Directions: Provide again, from the entries below, every line from the one containing "of the building" through the one containing "[(320, 276), (234, 405)]", exactly as written, and no other line.

Data extracts:
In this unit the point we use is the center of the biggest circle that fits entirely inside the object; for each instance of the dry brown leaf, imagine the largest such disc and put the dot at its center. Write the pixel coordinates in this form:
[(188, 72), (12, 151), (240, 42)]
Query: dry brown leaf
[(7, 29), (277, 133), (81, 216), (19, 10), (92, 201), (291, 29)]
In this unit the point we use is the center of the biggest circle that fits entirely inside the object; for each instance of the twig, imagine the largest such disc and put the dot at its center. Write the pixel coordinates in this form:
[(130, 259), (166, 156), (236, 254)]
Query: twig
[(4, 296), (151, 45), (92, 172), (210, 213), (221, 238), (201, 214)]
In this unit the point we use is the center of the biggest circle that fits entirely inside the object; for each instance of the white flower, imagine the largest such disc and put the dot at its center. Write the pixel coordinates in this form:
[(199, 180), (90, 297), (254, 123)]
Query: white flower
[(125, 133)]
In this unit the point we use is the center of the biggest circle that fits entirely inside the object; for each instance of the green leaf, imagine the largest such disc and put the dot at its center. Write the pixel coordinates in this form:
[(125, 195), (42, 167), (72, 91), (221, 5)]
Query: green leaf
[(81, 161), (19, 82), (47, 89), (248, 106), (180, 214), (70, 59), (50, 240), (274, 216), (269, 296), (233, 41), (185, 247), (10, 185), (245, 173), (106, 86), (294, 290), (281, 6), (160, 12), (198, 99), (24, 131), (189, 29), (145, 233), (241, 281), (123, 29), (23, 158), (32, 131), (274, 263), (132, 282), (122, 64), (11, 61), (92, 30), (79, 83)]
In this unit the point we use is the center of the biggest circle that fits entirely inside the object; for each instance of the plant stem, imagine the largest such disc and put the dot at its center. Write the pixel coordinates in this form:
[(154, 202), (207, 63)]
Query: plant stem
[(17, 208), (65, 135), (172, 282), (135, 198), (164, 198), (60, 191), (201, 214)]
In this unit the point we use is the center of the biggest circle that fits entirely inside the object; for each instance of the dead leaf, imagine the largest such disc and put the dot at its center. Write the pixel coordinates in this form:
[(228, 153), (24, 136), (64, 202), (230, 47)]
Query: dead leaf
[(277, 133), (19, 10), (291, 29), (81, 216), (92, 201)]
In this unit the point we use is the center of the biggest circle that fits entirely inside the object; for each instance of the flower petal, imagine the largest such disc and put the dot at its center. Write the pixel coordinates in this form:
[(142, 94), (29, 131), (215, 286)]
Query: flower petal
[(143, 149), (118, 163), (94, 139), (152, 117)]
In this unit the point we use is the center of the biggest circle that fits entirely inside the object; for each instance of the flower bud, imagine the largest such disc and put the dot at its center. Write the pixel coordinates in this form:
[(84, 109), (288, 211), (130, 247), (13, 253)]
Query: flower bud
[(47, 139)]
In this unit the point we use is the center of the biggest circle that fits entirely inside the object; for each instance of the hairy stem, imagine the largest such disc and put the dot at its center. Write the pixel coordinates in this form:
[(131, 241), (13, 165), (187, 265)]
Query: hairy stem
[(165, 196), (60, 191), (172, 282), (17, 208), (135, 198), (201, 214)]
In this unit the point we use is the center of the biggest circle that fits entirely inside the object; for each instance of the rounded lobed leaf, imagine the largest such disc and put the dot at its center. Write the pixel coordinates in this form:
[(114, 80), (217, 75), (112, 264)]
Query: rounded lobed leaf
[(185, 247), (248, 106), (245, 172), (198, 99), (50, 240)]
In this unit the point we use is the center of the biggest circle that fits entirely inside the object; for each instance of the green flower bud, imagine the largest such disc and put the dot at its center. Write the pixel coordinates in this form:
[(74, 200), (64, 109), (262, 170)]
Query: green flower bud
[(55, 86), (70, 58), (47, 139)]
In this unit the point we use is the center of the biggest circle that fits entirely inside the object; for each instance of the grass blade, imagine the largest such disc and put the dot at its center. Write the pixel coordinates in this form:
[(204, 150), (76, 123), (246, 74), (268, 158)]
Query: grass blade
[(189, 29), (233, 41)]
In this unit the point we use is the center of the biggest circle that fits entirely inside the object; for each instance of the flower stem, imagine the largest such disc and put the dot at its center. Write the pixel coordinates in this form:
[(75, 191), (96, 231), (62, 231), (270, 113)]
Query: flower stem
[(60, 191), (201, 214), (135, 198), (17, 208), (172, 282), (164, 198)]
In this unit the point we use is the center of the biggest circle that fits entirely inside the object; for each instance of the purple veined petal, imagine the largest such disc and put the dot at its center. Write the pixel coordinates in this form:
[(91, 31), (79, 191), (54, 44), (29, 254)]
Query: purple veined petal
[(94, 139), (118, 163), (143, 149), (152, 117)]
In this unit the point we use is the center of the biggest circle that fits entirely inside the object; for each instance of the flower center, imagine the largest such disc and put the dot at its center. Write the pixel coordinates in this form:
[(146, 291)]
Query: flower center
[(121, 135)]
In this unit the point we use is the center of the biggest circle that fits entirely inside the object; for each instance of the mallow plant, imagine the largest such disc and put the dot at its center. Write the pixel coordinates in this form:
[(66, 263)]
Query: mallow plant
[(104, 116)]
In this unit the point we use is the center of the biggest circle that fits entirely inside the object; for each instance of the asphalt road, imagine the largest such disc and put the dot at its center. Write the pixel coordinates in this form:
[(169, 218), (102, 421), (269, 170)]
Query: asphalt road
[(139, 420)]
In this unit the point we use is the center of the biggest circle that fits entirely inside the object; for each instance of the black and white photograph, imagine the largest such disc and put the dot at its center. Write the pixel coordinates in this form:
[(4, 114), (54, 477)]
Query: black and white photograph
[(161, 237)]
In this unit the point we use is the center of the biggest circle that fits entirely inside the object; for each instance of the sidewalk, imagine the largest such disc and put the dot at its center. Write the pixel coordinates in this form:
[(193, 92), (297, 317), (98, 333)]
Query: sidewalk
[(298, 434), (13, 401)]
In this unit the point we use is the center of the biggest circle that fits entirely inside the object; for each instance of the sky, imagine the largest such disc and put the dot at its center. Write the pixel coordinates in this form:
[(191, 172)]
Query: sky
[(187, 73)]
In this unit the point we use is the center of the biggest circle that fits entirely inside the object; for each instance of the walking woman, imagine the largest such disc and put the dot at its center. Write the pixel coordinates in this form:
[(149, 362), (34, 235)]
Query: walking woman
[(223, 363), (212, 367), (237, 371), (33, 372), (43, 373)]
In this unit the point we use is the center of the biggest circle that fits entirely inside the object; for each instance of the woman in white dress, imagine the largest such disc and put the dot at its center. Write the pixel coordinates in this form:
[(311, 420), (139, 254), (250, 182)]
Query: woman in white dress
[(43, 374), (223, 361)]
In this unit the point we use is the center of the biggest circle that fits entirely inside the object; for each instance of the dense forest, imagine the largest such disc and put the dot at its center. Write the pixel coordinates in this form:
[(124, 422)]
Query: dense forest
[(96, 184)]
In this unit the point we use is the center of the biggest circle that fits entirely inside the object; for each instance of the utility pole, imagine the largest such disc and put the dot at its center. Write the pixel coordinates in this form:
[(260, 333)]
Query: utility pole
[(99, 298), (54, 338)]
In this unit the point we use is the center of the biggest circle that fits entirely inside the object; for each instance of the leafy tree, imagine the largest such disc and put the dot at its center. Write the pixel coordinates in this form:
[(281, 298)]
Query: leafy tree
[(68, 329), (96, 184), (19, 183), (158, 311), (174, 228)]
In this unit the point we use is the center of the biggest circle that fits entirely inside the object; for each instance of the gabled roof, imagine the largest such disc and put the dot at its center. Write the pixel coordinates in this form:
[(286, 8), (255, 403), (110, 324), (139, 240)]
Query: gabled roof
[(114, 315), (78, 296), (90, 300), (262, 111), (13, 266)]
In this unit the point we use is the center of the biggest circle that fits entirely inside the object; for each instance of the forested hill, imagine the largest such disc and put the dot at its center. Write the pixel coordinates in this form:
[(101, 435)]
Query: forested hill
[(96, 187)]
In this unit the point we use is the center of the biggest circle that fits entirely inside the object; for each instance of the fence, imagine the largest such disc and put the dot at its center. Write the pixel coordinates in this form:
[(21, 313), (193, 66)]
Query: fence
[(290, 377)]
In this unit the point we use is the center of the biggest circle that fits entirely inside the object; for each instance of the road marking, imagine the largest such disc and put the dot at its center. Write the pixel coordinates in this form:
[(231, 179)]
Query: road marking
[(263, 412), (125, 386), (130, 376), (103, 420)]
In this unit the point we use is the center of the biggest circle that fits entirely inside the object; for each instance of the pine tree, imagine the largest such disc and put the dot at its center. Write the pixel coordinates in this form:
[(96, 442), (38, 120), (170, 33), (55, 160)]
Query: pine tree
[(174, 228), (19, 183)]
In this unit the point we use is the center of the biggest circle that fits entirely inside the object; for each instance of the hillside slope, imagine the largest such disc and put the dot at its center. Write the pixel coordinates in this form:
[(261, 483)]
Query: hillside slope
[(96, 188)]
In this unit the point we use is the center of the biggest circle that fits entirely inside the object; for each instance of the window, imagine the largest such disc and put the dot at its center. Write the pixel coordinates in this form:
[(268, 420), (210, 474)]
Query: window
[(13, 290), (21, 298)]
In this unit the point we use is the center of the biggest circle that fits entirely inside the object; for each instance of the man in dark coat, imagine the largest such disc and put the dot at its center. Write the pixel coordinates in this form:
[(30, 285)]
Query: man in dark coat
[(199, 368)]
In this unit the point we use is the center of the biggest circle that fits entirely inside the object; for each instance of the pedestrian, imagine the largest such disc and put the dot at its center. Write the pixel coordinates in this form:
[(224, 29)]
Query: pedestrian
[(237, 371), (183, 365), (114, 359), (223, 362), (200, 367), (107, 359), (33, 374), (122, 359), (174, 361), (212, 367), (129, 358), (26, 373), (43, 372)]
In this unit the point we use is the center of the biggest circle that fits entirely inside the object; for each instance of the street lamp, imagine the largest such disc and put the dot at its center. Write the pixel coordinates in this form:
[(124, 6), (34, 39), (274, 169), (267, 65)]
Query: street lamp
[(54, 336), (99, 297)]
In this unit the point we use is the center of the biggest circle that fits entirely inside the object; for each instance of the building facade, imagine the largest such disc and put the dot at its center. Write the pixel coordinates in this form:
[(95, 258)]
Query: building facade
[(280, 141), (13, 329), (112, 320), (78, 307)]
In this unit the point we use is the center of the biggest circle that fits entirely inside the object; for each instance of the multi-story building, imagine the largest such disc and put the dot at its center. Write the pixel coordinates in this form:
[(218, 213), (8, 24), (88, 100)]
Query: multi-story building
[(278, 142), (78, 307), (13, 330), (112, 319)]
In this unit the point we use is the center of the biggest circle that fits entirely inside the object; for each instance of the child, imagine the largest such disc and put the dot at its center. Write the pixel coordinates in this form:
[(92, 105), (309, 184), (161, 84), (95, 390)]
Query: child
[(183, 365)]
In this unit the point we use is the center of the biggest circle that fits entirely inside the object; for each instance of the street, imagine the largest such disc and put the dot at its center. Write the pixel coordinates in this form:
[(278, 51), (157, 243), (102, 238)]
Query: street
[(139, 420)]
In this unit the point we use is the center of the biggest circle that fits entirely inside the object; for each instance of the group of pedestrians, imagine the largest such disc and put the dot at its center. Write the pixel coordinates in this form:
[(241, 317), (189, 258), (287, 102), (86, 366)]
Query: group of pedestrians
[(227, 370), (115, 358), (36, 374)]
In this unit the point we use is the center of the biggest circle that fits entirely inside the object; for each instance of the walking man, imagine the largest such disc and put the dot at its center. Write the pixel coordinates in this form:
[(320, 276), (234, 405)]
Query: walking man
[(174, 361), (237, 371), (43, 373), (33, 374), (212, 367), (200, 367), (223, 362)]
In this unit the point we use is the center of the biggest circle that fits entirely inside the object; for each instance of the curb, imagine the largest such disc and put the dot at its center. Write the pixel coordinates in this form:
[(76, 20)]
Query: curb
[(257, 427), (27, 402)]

Response below:
In this unit the point we use is the center of the biggest circle that fits entirely inside the object; for each instance of the building facade, imagine the largest such disc and put the dot at its center. Write the pixel coordinates in this form:
[(95, 258)]
Query: building facade
[(280, 141), (13, 329), (112, 320), (78, 307)]
In this unit the point we use is the center of the biggest circle that fits entirely inside the object; for each instance of the multi-story building, imagine the largest such disc and put the dot at its center. Write the pixel coordinates in this form:
[(218, 213), (8, 24), (88, 100)]
Query: multi-story building
[(278, 142), (78, 307), (13, 330), (112, 319)]
In this unit the point we use is the center of the biggest circle that fits entirely inside the object; for each instance of the child, imagine the largest such disc and put the dot at its center. Write the pixel coordinates in this form:
[(92, 105), (309, 184), (161, 84), (95, 390)]
Query: child
[(183, 365)]
In this unit the point we use is the center of the biggest circle that fits entirely inside the object; for each instance of the street, imagine the largest such disc and put the dot at its center. Write the pixel coordinates in this form:
[(278, 51), (157, 243), (102, 238)]
Query: street
[(139, 420)]
In this unit the point we use is the center of the biggest circle that fits entirely inside the object; for each instance of the group of pedestrians, imagine the largest such disc and put the dot at its center. Write the pixel coordinates in this form:
[(241, 317), (189, 258), (287, 102), (86, 366)]
Query: group of pedestrians
[(227, 370), (115, 358), (36, 374)]
In this unit the point we use is the center of the biggest circle that fits entirely inside the object; for each instance of the walking man, imagine the largest such disc and put the dot at its center. Write the pixel coordinates in this form:
[(320, 276), (234, 405)]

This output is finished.